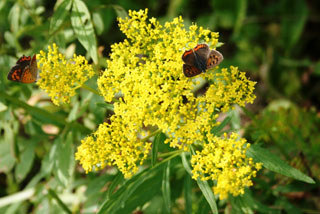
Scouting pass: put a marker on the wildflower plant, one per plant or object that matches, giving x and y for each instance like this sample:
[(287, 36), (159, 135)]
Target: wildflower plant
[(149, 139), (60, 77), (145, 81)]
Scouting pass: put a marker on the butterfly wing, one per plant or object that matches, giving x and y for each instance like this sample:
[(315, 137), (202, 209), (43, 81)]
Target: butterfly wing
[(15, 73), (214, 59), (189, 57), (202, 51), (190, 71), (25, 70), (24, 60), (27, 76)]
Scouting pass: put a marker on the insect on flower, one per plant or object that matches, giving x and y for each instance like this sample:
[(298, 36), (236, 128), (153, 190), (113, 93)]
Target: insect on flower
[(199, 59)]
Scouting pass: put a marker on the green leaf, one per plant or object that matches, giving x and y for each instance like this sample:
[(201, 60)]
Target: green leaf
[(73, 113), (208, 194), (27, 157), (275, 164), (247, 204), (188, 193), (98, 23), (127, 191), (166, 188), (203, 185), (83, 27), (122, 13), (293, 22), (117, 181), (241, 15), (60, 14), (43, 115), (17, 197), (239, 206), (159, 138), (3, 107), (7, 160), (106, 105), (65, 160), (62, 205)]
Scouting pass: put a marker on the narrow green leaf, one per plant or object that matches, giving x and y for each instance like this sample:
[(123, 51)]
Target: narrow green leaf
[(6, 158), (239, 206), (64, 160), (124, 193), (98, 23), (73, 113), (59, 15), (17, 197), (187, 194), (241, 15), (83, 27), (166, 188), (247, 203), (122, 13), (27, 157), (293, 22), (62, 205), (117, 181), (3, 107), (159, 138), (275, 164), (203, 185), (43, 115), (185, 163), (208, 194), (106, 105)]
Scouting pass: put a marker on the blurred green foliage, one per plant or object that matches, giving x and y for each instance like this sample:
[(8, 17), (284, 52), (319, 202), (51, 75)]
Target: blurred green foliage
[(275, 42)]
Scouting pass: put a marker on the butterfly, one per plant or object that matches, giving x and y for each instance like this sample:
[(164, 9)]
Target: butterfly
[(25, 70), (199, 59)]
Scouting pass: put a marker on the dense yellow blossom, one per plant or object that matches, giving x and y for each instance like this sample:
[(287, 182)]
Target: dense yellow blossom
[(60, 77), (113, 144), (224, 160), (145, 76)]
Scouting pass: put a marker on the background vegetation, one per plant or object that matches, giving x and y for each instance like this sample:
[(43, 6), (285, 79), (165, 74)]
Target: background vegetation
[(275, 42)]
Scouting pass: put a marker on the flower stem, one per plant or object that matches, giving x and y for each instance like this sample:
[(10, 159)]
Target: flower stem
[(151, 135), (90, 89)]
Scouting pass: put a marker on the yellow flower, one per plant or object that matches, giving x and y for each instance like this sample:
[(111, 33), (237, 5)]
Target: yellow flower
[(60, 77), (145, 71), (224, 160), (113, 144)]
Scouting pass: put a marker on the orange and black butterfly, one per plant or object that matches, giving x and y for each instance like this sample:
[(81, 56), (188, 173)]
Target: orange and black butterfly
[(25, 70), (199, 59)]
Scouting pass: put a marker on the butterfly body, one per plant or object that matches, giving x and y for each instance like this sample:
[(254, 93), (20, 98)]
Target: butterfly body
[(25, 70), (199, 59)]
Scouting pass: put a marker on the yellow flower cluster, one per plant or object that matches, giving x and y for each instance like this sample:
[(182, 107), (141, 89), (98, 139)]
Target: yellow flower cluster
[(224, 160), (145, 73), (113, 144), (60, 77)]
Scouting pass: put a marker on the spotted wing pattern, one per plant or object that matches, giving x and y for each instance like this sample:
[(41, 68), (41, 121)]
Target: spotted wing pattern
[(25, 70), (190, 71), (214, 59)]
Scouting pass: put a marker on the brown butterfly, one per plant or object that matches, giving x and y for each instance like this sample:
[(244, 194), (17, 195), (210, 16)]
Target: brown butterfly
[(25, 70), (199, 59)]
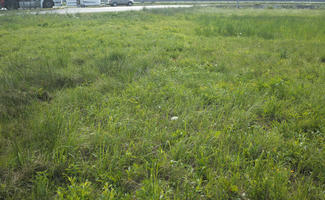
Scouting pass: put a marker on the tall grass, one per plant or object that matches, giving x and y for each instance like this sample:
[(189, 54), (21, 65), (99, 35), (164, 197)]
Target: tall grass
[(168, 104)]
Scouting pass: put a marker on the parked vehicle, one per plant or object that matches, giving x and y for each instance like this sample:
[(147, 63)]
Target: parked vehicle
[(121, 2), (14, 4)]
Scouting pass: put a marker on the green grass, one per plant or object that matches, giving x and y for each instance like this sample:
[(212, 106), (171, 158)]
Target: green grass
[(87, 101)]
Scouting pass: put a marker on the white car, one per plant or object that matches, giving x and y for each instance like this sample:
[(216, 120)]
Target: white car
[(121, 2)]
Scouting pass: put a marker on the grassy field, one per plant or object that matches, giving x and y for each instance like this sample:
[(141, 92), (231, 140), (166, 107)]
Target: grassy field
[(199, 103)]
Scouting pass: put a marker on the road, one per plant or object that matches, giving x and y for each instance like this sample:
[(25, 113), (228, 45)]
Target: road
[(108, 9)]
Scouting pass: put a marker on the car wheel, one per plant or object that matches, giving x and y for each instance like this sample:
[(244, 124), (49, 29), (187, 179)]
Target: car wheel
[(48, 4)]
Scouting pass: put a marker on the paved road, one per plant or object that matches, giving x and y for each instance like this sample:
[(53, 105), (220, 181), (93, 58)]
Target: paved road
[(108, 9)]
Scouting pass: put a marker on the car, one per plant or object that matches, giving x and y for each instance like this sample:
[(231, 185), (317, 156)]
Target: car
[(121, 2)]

---

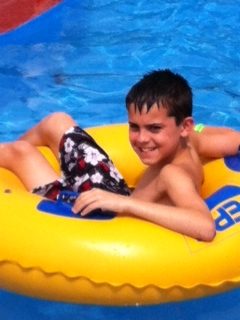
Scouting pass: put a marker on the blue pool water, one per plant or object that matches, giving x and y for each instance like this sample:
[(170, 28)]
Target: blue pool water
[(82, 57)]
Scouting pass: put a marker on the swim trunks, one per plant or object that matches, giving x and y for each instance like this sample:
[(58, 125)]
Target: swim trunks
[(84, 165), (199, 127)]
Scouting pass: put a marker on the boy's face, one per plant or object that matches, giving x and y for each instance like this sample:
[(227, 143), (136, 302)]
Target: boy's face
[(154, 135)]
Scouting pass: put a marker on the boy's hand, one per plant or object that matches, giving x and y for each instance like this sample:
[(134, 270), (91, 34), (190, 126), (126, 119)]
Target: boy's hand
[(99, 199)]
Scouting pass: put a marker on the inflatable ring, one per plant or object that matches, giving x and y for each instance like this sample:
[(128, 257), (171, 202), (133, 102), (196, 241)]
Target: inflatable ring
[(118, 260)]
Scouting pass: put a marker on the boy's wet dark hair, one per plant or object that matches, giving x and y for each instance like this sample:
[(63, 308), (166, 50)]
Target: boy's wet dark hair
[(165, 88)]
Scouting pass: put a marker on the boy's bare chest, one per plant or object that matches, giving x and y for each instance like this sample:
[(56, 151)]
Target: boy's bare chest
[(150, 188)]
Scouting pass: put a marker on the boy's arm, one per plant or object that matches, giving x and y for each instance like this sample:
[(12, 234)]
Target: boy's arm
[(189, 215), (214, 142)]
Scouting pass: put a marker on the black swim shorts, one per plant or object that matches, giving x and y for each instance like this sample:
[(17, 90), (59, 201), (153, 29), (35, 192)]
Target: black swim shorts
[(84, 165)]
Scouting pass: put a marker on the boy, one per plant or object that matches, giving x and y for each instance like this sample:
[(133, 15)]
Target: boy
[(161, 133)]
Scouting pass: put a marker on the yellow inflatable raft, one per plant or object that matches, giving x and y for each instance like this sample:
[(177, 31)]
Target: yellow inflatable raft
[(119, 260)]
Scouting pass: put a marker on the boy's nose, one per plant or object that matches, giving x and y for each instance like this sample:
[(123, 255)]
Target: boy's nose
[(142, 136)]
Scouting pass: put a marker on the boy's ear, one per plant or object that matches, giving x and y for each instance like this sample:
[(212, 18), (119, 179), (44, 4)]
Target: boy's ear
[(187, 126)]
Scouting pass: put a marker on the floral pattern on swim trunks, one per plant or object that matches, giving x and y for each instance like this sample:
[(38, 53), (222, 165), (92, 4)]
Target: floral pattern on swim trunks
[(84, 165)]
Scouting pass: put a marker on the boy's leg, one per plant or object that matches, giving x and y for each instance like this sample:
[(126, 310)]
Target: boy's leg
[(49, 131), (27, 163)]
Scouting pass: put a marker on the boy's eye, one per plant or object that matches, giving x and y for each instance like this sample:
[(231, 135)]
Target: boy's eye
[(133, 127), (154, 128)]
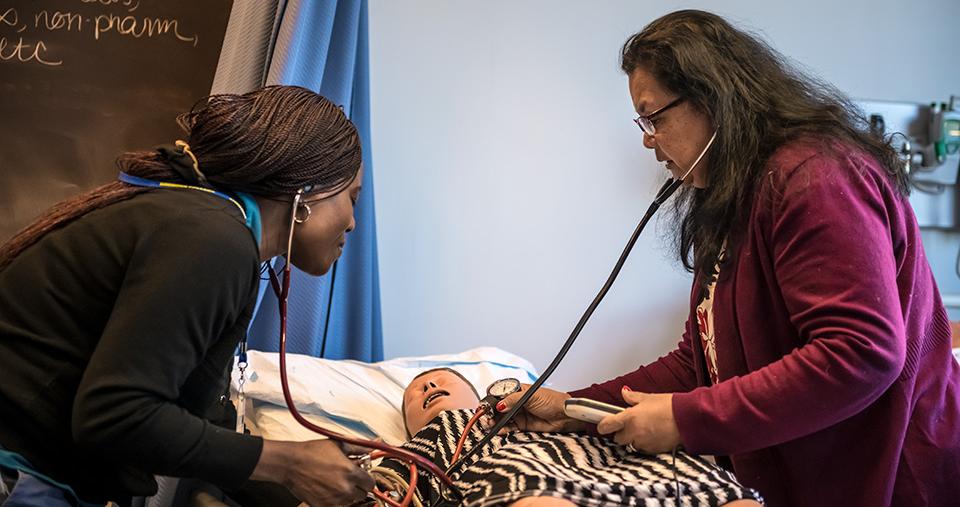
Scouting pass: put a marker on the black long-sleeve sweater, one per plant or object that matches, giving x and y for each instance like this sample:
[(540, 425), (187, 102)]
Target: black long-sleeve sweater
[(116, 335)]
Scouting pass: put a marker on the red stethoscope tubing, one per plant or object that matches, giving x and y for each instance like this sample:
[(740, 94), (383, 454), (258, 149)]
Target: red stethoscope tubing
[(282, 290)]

Job:
Could you convert the material from the line holding "Scouting pass: put a marker on the boy's eye, one" through the line holding "[(282, 290)]", inclusive, into a Markdown table with the columns Row and Entry? Number each line, and leave out blank lines and the pictures.

Response for this exercise:
| Row | Entry |
|---|---|
| 1 | Scouting pass: put a marker on the boy's eye, one per plant or object that matches, giving x and y for each instance like this sample: |
| 2 | [(231, 135)] |
| 3 | Target: boy's eye |
| 4 | [(133, 127), (154, 128)] |
| 5 | Scouting pass: put a marker on the black long-sleeve sweater, one per plant or object that matches, giving x and y for each instance like this sample: |
| 6 | [(540, 425), (187, 102)] |
| 7 | Target: black long-sleeve sweater |
| 8 | [(116, 335)] |
| 9 | Scouting pass: put a marker on the red stethoscope tubing, one per plant or object that matches, giving x and y for each instance like this sample: |
| 10 | [(740, 94), (383, 454), (258, 149)] |
| 11 | Target: red stethoscope tubing |
| 12 | [(282, 290)] |